Text segment:
Re: [PATCH 0/8] x86, acpi: Move acpi_initrd_override() earlier.

2013-08-21 Thread Toshi Kani
On Wed, 2013-08-21 at 11:36 -0400, Tejun Heo wrote:
 Hello,
 
 On Wed, Aug 21, 2013 at 11:00:26PM +0800, Zhang Yanfei wrote:
  In current boot order, before we get the SRAT, we have a big consumer of 
  early
  allocations: we are setting up the page table in top-down (The idea was 
  proposed by HPA,
  Link: https://lkml.org/lkml/2012/10/4/701). That said, this kind of page 
  table
  setup will make the page tables as high as possible in memory, since memory 
  at low 
  addresses is precious (for stupid DMA devices, for things like  
  kexec/kdump, and so on.)
 
 With huge mappings, they are fairly small, right?  And this whole
 thing needs a kernel param anyway at this point, so the allocation
 direction can be made dependent on that or huge mapping availability
 and, even with 4k mappings, we aren't talking about gigabytes of
 memory, are we?
 
  So if we are trying to make early allocations close to kernel image, we 
  should
  rewrite the way we are setting up page table totally. That is not a easy 
  thing
  to do.
 
 It has been a while since I looked at the code so can you please
 elaborate why that is not easy?  It's pretty simple conceptually.
 
  * For memory hotplug, we need ACPI SRAT at early time to be aware of which 
  memory
ranges are hotpluggable, and tell the kernel to try to stay away from 
  hotpluggable
nodes.

Goal A: Using the kernel mailing-list thread above, decide whether each statement agrees with it: (i) setting up the page table top-down puts the page tables as high as possible in memory; (ii) Tejun Heo says that with 4k mappings the page tables would take gigabytes of memory; (iii) Tejun Heo calls the page table rewrite conceptually complicated. For each, answer yes or no and quote the words of the thread that decide it.
Goal B: Resume the kernel mailing-list thread about moving acpi_initrd_override() earlier, starting after its last sentence.
The rows on this page come from a different source than the text above them.

Items:
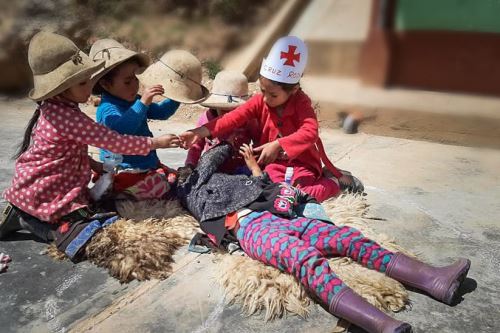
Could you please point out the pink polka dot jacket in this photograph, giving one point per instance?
(52, 175)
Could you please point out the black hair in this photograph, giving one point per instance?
(288, 87)
(23, 146)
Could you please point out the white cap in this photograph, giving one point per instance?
(286, 61)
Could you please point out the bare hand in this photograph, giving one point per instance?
(269, 152)
(188, 138)
(166, 141)
(251, 162)
(96, 166)
(150, 92)
(345, 181)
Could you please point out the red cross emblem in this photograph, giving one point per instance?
(290, 56)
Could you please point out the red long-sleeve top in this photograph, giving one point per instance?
(296, 129)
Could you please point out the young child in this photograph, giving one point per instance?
(288, 124)
(53, 168)
(230, 90)
(123, 110)
(291, 239)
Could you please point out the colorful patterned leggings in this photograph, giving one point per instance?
(301, 246)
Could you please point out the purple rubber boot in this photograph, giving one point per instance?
(441, 283)
(350, 306)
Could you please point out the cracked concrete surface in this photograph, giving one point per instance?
(438, 200)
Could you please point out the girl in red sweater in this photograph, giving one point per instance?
(289, 126)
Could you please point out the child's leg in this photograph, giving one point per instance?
(275, 241)
(346, 242)
(440, 282)
(321, 189)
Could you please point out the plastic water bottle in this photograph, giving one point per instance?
(289, 175)
(105, 182)
(111, 161)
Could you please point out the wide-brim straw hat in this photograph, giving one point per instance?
(114, 54)
(229, 90)
(180, 73)
(57, 64)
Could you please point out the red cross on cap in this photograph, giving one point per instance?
(290, 56)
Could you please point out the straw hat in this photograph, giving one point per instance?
(57, 64)
(179, 72)
(114, 53)
(229, 90)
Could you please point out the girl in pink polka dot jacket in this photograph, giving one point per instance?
(53, 168)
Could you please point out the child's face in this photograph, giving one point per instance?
(274, 95)
(221, 112)
(79, 93)
(124, 83)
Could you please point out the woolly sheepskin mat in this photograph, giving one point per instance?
(141, 245)
(260, 288)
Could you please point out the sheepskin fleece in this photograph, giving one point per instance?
(260, 288)
(141, 245)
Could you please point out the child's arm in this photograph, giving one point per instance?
(129, 121)
(225, 124)
(163, 110)
(307, 133)
(198, 146)
(251, 162)
(81, 128)
(211, 160)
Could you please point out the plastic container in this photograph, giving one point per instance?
(111, 161)
(289, 175)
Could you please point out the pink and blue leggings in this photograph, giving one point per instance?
(301, 246)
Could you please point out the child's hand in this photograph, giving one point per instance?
(166, 141)
(188, 138)
(268, 152)
(247, 153)
(150, 92)
(96, 166)
(345, 181)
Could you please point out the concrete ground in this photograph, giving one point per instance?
(438, 200)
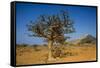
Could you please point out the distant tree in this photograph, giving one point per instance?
(52, 28)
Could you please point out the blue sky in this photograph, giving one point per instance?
(84, 20)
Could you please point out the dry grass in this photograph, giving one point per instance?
(28, 55)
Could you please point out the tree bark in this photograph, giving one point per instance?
(50, 43)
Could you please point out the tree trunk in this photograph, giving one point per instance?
(50, 43)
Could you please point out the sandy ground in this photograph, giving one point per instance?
(29, 55)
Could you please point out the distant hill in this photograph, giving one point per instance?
(85, 39)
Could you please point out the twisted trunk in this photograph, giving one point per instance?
(50, 43)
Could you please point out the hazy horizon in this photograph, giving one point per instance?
(84, 20)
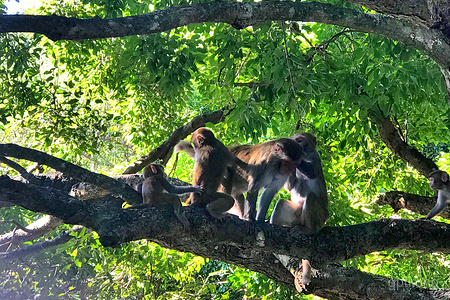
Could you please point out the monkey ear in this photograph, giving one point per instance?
(200, 140)
(444, 177)
(277, 147)
(154, 169)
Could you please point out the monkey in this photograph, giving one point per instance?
(265, 165)
(156, 190)
(269, 166)
(211, 161)
(439, 181)
(307, 211)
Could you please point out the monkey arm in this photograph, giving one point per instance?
(266, 198)
(186, 147)
(440, 204)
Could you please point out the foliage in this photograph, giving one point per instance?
(103, 103)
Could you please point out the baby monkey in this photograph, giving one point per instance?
(439, 181)
(156, 190)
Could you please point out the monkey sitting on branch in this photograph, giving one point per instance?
(211, 161)
(307, 210)
(439, 181)
(254, 167)
(156, 190)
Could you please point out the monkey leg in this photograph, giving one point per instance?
(220, 204)
(306, 276)
(239, 206)
(315, 212)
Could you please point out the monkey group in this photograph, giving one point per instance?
(222, 175)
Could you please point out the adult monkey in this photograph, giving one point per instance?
(211, 161)
(269, 166)
(276, 160)
(439, 181)
(307, 210)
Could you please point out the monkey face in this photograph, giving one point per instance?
(438, 179)
(201, 137)
(306, 140)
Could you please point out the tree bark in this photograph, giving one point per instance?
(248, 244)
(110, 184)
(164, 151)
(415, 203)
(391, 137)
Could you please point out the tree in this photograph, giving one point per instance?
(272, 75)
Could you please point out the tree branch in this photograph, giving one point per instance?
(110, 184)
(41, 246)
(415, 203)
(116, 225)
(166, 148)
(237, 14)
(391, 137)
(247, 244)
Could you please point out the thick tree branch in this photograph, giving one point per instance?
(242, 243)
(165, 149)
(336, 282)
(36, 229)
(244, 240)
(412, 202)
(110, 184)
(41, 246)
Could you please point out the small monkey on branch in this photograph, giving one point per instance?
(156, 190)
(439, 181)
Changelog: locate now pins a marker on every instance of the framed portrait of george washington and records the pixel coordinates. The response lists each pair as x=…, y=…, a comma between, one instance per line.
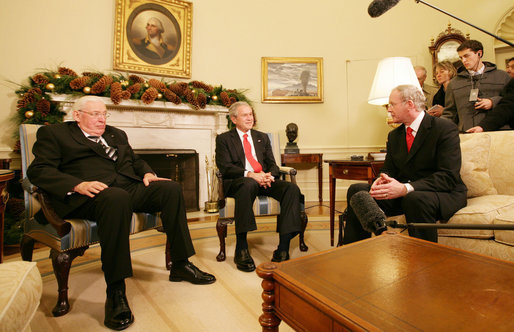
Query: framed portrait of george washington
x=153, y=36
x=292, y=80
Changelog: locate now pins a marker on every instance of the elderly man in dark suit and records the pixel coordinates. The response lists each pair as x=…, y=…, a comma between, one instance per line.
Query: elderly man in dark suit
x=421, y=173
x=245, y=159
x=90, y=171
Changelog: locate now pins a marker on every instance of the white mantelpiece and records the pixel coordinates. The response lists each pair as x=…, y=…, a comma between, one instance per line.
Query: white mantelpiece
x=164, y=125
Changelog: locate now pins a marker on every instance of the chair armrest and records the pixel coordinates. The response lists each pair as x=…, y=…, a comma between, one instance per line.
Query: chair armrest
x=284, y=170
x=61, y=226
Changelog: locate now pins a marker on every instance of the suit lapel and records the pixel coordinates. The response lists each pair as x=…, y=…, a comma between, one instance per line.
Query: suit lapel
x=421, y=135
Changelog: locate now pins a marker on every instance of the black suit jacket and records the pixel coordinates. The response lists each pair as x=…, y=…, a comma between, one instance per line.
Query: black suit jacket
x=230, y=156
x=65, y=157
x=432, y=164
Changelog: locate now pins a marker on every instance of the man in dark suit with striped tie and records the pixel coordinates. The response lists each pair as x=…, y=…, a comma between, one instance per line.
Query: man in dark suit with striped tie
x=90, y=171
x=421, y=173
x=245, y=159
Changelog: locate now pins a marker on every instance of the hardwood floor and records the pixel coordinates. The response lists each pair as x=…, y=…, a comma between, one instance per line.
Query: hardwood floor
x=202, y=225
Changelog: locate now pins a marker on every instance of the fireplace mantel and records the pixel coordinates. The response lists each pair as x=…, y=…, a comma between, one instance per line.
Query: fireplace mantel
x=164, y=125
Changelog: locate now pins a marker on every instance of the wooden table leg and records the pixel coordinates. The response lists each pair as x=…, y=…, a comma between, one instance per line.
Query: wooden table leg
x=268, y=320
x=332, y=184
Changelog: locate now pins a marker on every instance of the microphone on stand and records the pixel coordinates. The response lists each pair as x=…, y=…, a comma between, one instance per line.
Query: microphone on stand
x=371, y=217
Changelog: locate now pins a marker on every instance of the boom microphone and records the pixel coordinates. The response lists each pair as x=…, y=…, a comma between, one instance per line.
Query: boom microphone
x=371, y=217
x=378, y=7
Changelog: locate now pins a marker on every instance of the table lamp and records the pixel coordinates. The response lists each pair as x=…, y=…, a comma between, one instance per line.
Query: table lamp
x=390, y=73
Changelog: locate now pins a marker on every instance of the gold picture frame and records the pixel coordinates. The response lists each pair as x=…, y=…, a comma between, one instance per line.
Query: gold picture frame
x=292, y=80
x=167, y=22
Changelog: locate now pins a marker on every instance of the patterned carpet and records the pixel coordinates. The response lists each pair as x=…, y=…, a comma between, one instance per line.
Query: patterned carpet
x=233, y=303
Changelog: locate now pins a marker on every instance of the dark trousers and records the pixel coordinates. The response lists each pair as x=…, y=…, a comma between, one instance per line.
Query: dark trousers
x=112, y=210
x=418, y=207
x=245, y=190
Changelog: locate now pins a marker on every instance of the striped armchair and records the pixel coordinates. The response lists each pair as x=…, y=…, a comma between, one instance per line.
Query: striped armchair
x=67, y=238
x=262, y=206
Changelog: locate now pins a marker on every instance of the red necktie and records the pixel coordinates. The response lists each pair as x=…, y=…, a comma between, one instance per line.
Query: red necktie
x=257, y=168
x=409, y=137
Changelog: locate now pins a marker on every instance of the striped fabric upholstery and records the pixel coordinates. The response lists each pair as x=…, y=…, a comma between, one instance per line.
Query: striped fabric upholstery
x=83, y=232
x=263, y=205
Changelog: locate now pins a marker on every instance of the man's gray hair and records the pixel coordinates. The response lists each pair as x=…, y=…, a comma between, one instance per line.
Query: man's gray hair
x=232, y=111
x=82, y=101
x=412, y=92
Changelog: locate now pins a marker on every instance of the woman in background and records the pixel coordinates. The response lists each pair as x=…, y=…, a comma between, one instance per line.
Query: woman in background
x=444, y=72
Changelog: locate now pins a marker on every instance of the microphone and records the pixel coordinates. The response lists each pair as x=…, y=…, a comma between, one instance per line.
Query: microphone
x=371, y=217
x=378, y=7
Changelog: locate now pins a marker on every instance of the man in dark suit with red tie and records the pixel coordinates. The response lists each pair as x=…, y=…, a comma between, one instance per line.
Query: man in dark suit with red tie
x=245, y=159
x=90, y=171
x=421, y=173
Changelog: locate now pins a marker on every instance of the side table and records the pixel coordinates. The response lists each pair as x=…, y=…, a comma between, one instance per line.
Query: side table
x=364, y=170
x=5, y=176
x=307, y=158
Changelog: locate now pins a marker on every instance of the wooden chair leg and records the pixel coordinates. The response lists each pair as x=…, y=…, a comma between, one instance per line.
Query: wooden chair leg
x=221, y=229
x=305, y=220
x=61, y=262
x=168, y=254
x=26, y=248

Exercise output A:
(i) Yes: "make the page tables as high as possible in memory"
(ii) No: "we aren't talking about gigabytes of memory"
(iii) No: "It's pretty simple conceptually."

Exercise output B:
  
  This one is the current requirement of us but may be very helpful for 
  future change:
  
  * As suggested by Yinghai, we should allocate page tables in local node. 
  This also
needs SRAT before direct mapping page tables are setup.
 
 Does this even matter for huge mappings?
 
  * As mentioned by Toshi Kani toshi.k...@hp.com, ACPI SCPR/DBGP/DBG2 tables
allow the OS to initialize serial console/debug ports at early boot time. 
  The
earlier it can be initialized, the better this feature will be.  These 
  tables
are not currently used by Linux due to a licensing issue, but it could be
addressed some time soon.
  
  So we decided to firstly make ACPI override earlier and use BRK (this is 
  obviously
  near the kernel image range) to store the found ACPI tables.
 
 I don't know.  The whole effort seems way overcomplicated compared to
 the benefits it would bring.  For NUMA memory hotunplug, what's the
 point of doing all this when the kernel doesn't have any control over
 where its image is gonna be?  Some megabytes at the tail aren't gonna
 make a huge difference and if you wanna do this properly, you need to
 determine the load address of the kernel considering the node
 boundaries and hotpluggability of each node, which has to happen
 before the early kernel boot code executes.  And if there's a code
 piece which does that, that might as well place the kernel image such
 that extra allocation afterwards doesn't interfere with memory
 hotunplugging.
 
 It looks like a lot of code changes for a mechanism which doesn't seem
 all that useful.  This code is already too late in boot sequence to be
 a proper solution so I don't see the point in pushing the coverage to
 the maximum from here.  It's kinda silly.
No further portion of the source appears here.